ACTIONS TO TAKE »
**1)** From the text on Women's History Month, list the areas in which women's willingness to defy expectations has propelled historical changes.
**2)** Write the next part of the text on Women's History Month, starting after its final sentence.

TEXT PROVIDED »
March 8th marked the celebration of International Women’s Day (IWD), which annually highlights the importance in the movement for women’s rights. Raising awareness against bias, taking action for equality, and challenging gendered actions against women in order to create change remains important.

There are countless issues facing women such as domestic abuse and lack of leadership positions, due to gender discrimination. Yet, many women continue to show courage and determination in their everyday lives, and have played a critical role in the workplace and the fight against COVID-19 as essential workers; in addition to managing households while supervising the online schooling of children at home.

While IWD was celebrated earlier on, March is Women’s History Month. At C-CRETS, we have used our platform to speak up on the need for greater gender equality in the workplace.

According to Payscale.com, in 2020, women earned 81 cents for every dollar men earned. In addition, women are underrepresented in high-earning jobs, as well as in leadership roles, including the C-Suite. Part of the reason women face bias is due to the belief that women will not be as committed to or leave the workforce due to family matters, including pregnancy.

In recognizing Women’s History Month, it’s important to be aware of the issues women face today. While women earn less in the workforce, the COVID-19 pandemic has also highlighted that women bear most of the childcare and household responsibilities.

Women continue to challenge many of the gendered expectations and biases placed on them. It’s been this willingness to defy expectations that have propelled historical changes for women including in the areas of education, politics, and work. Yet lasting change also require a commitment not only by women, but by their male counterparts as well.

C-CRETS spotlights voices of women during Women’s History Month.

ENTRIES SHOWN »
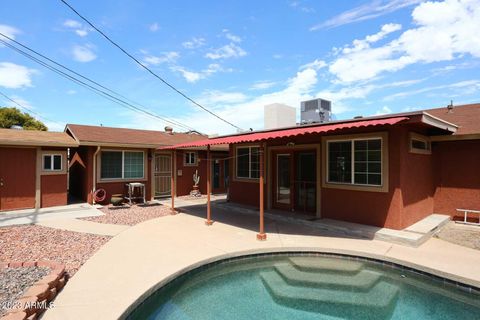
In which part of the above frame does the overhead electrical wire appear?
[0,91,65,126]
[60,0,243,131]
[0,32,196,131]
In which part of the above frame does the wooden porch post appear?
[257,142,267,240]
[170,150,177,214]
[205,145,213,226]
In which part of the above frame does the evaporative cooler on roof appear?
[300,99,332,124]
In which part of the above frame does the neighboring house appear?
[0,129,78,211]
[163,104,480,229]
[65,124,228,203]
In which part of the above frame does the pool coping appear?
[44,213,480,320]
[119,248,480,320]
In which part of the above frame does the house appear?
[65,124,228,203]
[162,104,480,238]
[0,129,78,211]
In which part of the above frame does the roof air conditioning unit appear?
[300,99,332,124]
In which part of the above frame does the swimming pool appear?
[127,254,480,319]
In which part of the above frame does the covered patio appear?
[162,112,456,240]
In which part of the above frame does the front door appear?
[0,148,37,210]
[272,150,317,214]
[153,153,172,197]
[273,153,293,210]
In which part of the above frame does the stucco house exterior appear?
[0,129,78,211]
[163,104,480,234]
[65,124,228,203]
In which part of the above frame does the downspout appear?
[92,146,101,204]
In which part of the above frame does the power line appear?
[0,32,195,130]
[0,91,64,126]
[0,32,194,134]
[60,0,242,130]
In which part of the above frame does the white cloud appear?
[329,0,480,83]
[300,59,327,71]
[182,37,205,49]
[0,24,21,39]
[0,62,37,89]
[222,29,242,43]
[142,51,180,66]
[205,42,247,60]
[383,79,480,101]
[375,106,392,116]
[310,0,423,31]
[250,81,277,90]
[169,69,317,134]
[72,45,97,62]
[289,0,315,13]
[170,63,233,83]
[63,19,93,38]
[148,22,160,32]
[197,90,247,105]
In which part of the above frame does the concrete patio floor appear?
[43,208,480,320]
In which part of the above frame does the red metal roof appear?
[160,117,408,149]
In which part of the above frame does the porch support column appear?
[257,142,267,241]
[205,145,213,226]
[170,150,177,214]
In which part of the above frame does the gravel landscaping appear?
[0,267,50,316]
[0,225,110,277]
[82,204,171,226]
[435,222,480,250]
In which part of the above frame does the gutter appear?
[92,146,102,204]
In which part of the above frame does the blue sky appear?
[0,0,480,134]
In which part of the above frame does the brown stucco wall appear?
[230,125,442,229]
[76,147,152,204]
[0,147,37,210]
[433,140,480,221]
[176,150,228,196]
[40,174,67,208]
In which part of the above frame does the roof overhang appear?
[420,112,458,133]
[0,139,78,148]
[159,117,410,149]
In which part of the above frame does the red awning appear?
[159,117,408,149]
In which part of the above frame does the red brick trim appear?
[0,260,68,320]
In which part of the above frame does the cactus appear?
[193,170,200,187]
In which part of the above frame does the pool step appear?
[288,257,364,274]
[260,270,399,319]
[274,264,381,291]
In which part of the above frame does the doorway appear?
[272,150,317,214]
[153,153,172,197]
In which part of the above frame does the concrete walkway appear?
[43,212,480,320]
[0,203,103,227]
[36,218,130,237]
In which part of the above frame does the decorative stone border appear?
[0,260,68,320]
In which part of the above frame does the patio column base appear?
[257,233,267,241]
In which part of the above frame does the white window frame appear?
[235,145,260,180]
[98,149,145,181]
[325,136,384,188]
[183,151,198,167]
[408,132,432,154]
[42,153,63,172]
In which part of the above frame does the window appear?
[183,152,197,166]
[327,138,382,186]
[410,132,431,154]
[100,151,145,179]
[237,147,260,179]
[43,154,62,171]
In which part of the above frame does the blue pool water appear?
[128,255,480,320]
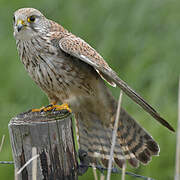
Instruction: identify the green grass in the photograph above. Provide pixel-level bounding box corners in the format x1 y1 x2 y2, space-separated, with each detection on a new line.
0 0 177 180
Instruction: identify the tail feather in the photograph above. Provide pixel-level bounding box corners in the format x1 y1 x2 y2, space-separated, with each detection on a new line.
75 106 159 168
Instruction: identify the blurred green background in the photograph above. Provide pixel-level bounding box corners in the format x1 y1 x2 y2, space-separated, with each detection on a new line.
0 0 180 180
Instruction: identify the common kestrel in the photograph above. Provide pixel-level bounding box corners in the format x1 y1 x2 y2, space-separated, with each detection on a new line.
14 8 174 167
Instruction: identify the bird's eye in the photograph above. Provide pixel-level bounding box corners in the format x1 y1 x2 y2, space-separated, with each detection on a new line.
27 16 36 23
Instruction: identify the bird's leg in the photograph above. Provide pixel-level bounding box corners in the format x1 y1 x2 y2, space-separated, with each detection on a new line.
32 101 72 112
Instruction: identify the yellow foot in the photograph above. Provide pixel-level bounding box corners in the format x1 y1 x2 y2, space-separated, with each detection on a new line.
32 103 72 112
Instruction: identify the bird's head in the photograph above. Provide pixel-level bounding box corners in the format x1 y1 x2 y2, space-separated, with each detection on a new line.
13 8 49 40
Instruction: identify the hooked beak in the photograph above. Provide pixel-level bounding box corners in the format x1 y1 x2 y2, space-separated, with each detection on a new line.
17 20 26 32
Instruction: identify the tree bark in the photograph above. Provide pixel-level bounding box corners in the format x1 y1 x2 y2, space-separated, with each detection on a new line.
9 111 78 180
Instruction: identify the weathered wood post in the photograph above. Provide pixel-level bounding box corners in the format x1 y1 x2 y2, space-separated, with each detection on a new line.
9 111 78 180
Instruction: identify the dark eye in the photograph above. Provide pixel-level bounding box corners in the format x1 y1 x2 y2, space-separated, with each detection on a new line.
27 16 36 23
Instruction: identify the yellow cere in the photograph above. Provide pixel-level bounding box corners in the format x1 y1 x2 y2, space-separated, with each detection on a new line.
17 20 25 25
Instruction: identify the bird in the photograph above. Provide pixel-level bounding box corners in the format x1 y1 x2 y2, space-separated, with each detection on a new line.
13 8 174 168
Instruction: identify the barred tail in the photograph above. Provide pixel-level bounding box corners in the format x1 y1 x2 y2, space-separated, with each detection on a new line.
75 109 159 167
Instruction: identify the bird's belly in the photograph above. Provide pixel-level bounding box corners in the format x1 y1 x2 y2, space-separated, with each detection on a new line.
28 59 96 102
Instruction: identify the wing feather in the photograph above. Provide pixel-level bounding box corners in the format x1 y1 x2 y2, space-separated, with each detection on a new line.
59 35 174 131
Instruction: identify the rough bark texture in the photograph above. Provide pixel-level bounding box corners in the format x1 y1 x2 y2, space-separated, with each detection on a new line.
9 111 77 180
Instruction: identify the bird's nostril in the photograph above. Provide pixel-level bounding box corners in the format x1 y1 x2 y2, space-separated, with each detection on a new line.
17 24 23 32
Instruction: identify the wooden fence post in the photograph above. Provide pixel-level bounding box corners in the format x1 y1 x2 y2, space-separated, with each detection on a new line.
9 111 78 180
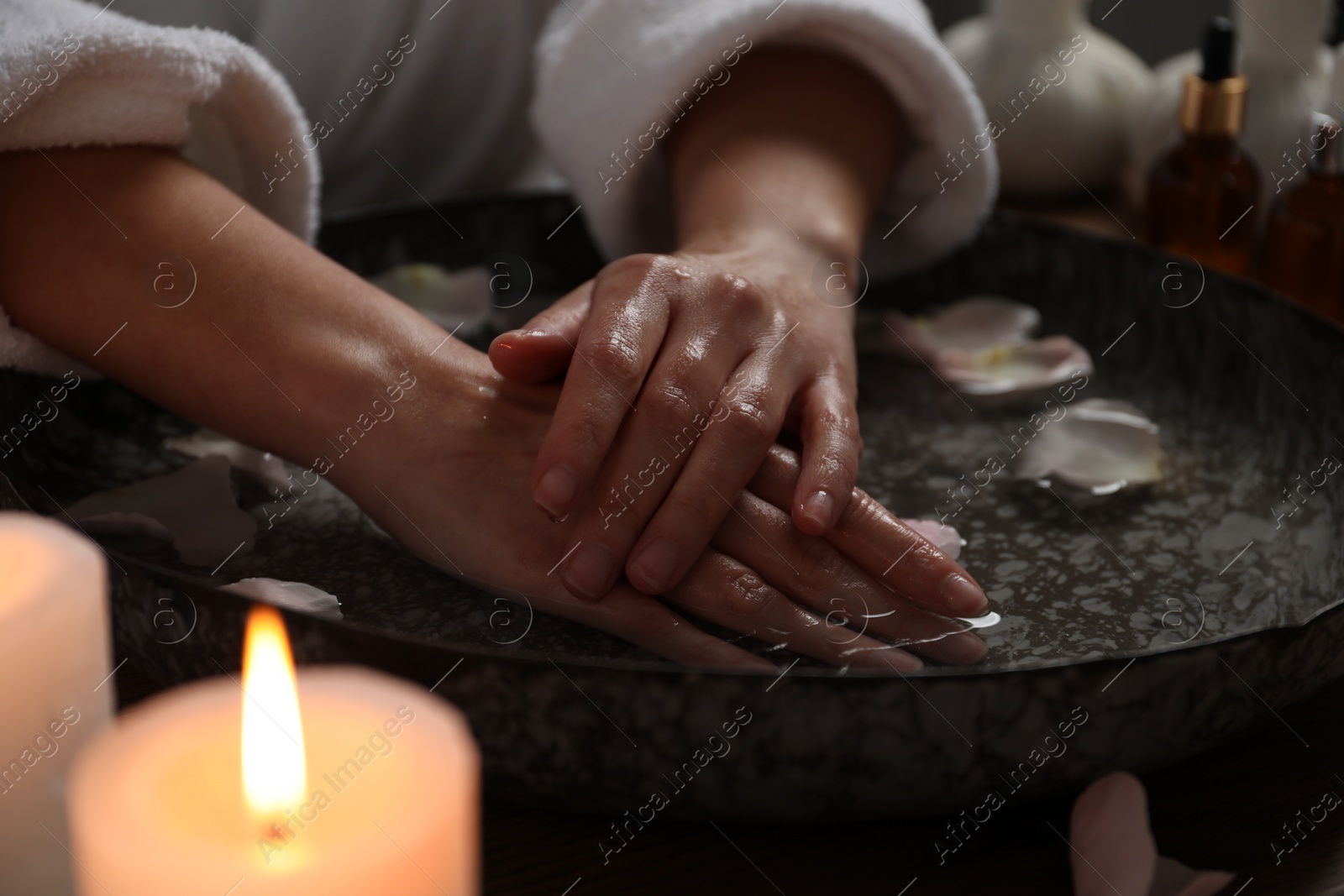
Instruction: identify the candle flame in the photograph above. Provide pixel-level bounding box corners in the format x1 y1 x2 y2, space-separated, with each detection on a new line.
244 605 307 817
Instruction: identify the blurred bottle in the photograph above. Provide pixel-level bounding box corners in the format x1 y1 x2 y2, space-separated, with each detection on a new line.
1117 0 1344 207
1147 16 1259 274
1261 113 1344 320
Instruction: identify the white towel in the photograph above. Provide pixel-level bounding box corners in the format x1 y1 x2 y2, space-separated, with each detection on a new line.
0 0 320 375
533 0 999 277
0 0 997 372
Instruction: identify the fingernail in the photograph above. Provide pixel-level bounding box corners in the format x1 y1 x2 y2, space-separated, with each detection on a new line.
630 538 681 592
938 572 990 618
562 542 616 600
802 490 836 529
938 631 990 666
533 464 580 517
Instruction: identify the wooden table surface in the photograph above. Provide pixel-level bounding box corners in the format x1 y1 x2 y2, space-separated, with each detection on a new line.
117 199 1344 896
117 652 1344 896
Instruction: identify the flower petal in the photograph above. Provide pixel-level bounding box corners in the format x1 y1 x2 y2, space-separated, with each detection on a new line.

EXERCISE RESULTS »
**1)** Education, politics, and work.

**2)**
Dorit Cypis discusses transforming whiteness in order to create a more inclusive workplace. In a conversation with Theresa Robinson, she reveals how Black women can find their voices. And former Black Panther Party leader, Elaine Brown, provides a historical journey of the struggle for social justice over the past 50 years.

In celebration of Women’s History Month, here’s what you can do.

Support underrepresented, women-owned businesses

Careerbuilder.com reported that 55% of minority-owned businesses conducted layoffs,  furloughs, or shut down during the pandemic.

These statistics are even more dismal considering that women-owned businesses are a subset of this group.

This month, increase your support for not only the minority-led businesses who are standing after COVID, but those with female owners at the helm. Seek out entrepreneurs who are providing a service or product that you need.

Mentor female colleagues

Mentoring and professional development contributes to women in the workplace  realizing their highest potential. Take time out this month to mentor a woman within your sphere of influence who can benefit from your experience or insight. The right mentor, even within a limited period of time, can help pave the way for more women reaching the top of the career ladder.

Be a Political Advocate

Speak up on policies that affect women at work and in your community. These policies will affect someone you love.

By lending a voice to issues that affect women, you can positively impact change on matters that may have a compound effect, from the length of maternity leave to the social policies in your area.  

Though we celebrate the achievements of women this month, there is a long road ahead to achieve equality. Let us reinforce our commitment to uplifting women and continue to effectively empower our future leaders.